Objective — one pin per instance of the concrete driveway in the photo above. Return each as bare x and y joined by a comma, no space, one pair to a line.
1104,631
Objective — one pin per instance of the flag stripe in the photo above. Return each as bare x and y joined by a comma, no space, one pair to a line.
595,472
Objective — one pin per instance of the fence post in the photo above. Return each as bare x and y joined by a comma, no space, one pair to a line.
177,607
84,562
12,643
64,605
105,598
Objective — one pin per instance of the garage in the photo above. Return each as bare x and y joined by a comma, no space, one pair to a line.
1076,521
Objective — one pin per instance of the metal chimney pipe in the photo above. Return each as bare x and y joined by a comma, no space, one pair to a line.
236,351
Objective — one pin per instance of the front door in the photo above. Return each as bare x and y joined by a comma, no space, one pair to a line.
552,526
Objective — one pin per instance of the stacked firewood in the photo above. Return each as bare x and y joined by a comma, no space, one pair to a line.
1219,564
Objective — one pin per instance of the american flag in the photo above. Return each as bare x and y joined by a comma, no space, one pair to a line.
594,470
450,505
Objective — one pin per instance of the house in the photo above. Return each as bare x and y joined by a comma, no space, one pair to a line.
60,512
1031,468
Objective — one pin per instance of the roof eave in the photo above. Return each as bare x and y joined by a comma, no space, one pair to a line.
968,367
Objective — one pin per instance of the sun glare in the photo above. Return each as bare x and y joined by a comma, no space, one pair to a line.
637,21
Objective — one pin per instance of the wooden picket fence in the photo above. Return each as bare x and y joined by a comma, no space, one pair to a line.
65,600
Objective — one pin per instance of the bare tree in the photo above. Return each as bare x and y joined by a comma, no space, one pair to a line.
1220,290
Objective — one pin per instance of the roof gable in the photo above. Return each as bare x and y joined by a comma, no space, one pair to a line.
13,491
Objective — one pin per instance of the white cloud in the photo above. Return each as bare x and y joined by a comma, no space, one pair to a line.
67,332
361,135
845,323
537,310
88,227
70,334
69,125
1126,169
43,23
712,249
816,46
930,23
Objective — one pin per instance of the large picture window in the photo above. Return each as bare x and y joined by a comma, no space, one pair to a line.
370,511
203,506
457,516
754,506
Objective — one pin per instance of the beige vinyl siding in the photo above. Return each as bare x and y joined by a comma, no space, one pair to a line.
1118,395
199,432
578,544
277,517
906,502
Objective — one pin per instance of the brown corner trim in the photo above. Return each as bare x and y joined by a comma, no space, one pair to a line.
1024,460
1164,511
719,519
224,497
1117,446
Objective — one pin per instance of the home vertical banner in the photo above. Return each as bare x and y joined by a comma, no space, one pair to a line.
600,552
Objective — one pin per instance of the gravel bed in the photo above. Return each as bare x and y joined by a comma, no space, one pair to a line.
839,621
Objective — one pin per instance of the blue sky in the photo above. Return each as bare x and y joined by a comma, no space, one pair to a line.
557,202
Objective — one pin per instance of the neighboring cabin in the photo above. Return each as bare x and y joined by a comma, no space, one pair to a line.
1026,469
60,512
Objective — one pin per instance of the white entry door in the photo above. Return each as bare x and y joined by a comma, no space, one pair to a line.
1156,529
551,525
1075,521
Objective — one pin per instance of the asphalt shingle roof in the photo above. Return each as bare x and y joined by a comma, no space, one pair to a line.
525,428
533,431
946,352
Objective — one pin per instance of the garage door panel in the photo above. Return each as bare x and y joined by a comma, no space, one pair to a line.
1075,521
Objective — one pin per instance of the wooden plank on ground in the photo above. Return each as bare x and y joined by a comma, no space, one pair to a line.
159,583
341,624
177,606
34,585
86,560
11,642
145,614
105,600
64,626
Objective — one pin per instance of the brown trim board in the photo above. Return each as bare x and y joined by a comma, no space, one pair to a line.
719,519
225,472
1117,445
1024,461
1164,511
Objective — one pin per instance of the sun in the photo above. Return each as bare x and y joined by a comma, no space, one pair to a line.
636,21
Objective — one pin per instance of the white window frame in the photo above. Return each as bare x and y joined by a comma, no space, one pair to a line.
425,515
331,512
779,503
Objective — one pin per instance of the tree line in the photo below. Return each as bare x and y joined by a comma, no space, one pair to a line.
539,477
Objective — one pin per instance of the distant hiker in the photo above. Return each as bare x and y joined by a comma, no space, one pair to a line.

****************************************

PROBLEM TO WORK ON ▸ The required output is the exact sequence of lines from the one containing "Objective — one pin per instance of the white entry" through the end of the listing, both endpoints included.

EXERCISE SOLUTION ▸
Objective — one pin per instance of the white entry door in the photo above. Return each as bare x and y joined by a comma, no space, one pair to a line.
1156,529
551,525
1075,521
Objective — one pin per instance of the asphalt shingle roof in the photo above. Return each as bare x and y joined by a comma, no space, one pair to a line.
525,428
533,431
946,352
Objective — one pin per instance of the garage door panel in the photo above. Return each as bare x and y joined by a comma, no space, one pair to a line.
1075,521
Objective — one pin per instance of the wooden plank on ground in the photo above. Return each as bare x and y joined by a comma, no space, one pair to a line.
159,583
341,624
177,606
34,585
86,560
11,642
145,614
105,600
64,626
Objective — one pin per instance of the brown trim board in the photo above. Return each as bare x and y joined by a comma, no space, one pair to a line.
719,519
225,472
1117,445
1024,461
1164,511
Objective — one pin per instance of the sun in the photo above. Return each as bare x and y joined by a comma, no space, one pair to a line.
636,21
Objective — one pin per instance of the white window frame in the photo above. Return each as bare x and y joined by a comma, no space, one pair to a line.
425,515
331,512
779,503
Objective — one pin per instance of the tree line in the photo below. Return each as bare x and y joined by a comma, no space, one pair to a line.
539,477
Objective — one pin per instance of the distant hiker in the photo above. Return each as bare x and y joined by a comma, no space, one pair to a line.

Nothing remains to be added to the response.